> _Texto de la página_
Sin embargo, "Mr. Turner" es una de las grandes cintas que he visto, y debo no solo aceptarlo, si no también proclamarlo. Aunque sea por aquí, lo cual es una proclama bastante exigua. Leigh y sus guionistas han elaborado una pieza llena de poesía y de sutilezas, con humor (a veces blanco, a veces negro).

Se trata de una cinta que explora la figura tan dífícil del artista en relación a la sociedad que le toca vivir (o sufrir, que es su sinónimo más claro). Vemos al señor William Turner paseando, ocupado en tareas de toda clase, comiendo, bebiendo, susurrando, maldiciendo, perdiendo el tiempo en banalidades. Y, de vez en cuando, pinta un cuadro. Magnífico. No hay fechas ni acotaciones, ni esas insufribles voces en off tan frecuentes en el cine biográfico. La luz que inunda la pantalla es la luz de sus cuadros, siempre esa luz mortecina, enferma y a la vez brillante.

Mike Leigh no se anda con tonterías y presenta a un William Turner humano en el sentido que todo el mundo comprende: sin hablar de grandezas. El artista no es mejor que el panadero, y su trabajo tampoco es más importante. Es un tipo con luces y sombras, generoso y audaz, capaz de filosofar y de empatizar pero también rastrero a veces, ramplón, sentimental, furioso, mezquino, poeta y vulgar.

Debo decir que siempre me ha fascinado la pintura de Turner. Recuerdo que un amigo pintor, hace muchos años, me hizo descubrir la amplitud del genio inglés cuando me dijo que es uno de los pintores más adelantados a su época, ya que anticipó el impresionismo, e incluso el impresionismo abstracto. Y creo que es cierto.

> _Material extraído_

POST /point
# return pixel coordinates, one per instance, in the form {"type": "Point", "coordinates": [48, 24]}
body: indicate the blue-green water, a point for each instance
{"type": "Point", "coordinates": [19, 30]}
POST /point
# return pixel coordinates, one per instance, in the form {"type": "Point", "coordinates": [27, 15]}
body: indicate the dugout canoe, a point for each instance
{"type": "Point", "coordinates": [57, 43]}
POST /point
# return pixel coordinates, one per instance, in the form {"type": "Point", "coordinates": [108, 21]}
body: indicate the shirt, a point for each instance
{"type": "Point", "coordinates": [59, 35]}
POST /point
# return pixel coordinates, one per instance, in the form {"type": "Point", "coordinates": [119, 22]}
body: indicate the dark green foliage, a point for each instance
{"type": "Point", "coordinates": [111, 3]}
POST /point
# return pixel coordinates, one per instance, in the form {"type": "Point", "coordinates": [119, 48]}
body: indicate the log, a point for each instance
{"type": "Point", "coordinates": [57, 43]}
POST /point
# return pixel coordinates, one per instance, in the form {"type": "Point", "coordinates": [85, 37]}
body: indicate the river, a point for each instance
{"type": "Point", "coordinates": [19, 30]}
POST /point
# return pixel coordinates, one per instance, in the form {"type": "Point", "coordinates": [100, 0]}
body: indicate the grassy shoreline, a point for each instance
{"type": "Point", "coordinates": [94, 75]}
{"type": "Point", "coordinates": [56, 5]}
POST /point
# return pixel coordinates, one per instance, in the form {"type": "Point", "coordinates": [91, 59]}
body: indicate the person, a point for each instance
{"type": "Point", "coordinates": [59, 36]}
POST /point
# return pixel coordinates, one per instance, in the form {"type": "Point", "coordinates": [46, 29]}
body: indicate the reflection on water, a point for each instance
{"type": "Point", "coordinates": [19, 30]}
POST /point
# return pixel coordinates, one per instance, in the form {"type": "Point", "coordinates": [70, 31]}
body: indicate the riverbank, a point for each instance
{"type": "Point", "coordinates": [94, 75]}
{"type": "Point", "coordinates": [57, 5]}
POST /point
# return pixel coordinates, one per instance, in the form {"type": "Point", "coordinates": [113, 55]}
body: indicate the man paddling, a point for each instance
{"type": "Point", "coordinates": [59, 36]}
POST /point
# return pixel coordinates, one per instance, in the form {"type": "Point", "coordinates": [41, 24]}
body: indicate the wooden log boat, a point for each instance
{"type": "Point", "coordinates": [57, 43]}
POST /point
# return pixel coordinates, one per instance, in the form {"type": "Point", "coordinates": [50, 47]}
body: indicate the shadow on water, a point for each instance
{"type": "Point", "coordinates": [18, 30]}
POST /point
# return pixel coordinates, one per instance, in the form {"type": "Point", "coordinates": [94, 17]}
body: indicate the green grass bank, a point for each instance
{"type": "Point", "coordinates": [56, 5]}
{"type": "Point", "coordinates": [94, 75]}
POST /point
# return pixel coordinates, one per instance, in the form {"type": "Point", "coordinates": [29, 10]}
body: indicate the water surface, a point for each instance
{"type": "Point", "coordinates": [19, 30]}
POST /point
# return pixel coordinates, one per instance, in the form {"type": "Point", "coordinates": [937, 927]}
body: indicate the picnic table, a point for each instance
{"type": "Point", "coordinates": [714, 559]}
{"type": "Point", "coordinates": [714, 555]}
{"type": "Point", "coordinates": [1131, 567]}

> _Ejercicio breve A_
Resume la reseña en dos oraciones.
> _Ejercicio breve B_
Según la reseña, ¿qué movimientos anticipó Turner de acuerdo con lo que dijo un amigo pintor?
> _Ejercicio breve C_
Copia de la reseña todo el fragmento que va desde «Mike Leigh no» hasta «que es cierto.».

> _Respuesta escrita A_
La reseña califica "Mr. Turner" como una de las grandes cintas que ha visto quien escribe: una pieza llena de poesía, sutilezas y humor, obra de Leigh y sus guionistas, que explora la difícil relación del artista con la sociedad sin fechas, acotaciones ni voces en off. Mike Leigh presenta a un William Turner humano, con luces y sombras, cuyo trabajo no es más importante que el de un panadero, y el texto cierra recordando que un amigo pintor describió a Turner como adelantado a su época por anticipar el impresionismo.

> _Respuesta escrita B_
El impresionismo, e incluso el impresionismo abstracto.

> _Respuesta escrita C_
Mike Leigh no se anda con tonterías y presenta a un William Turner humano en el sentido que todo el mundo comprende: sin hablar de grandezas. El artista no es mejor que el panadero, y su trabajo tampoco es más importante. Es un tipo con luces y sombras, generoso y audaz, capaz de filosofar y de empatizar pero también rastrero a veces, ramplón, sentimental, furioso, mezquino, poeta y vulgar.

Debo decir que siempre me ha fascinado la pintura de Turner. Recuerdo que un amigo pintor, hace muchos años, me hizo descubrir la amplitud del genio inglés cuando me dijo que es uno de los pintores más adelantados a su época, ya que anticipó el impresionismo, e incluso el impresionismo abstracto. Y creo que es cierto.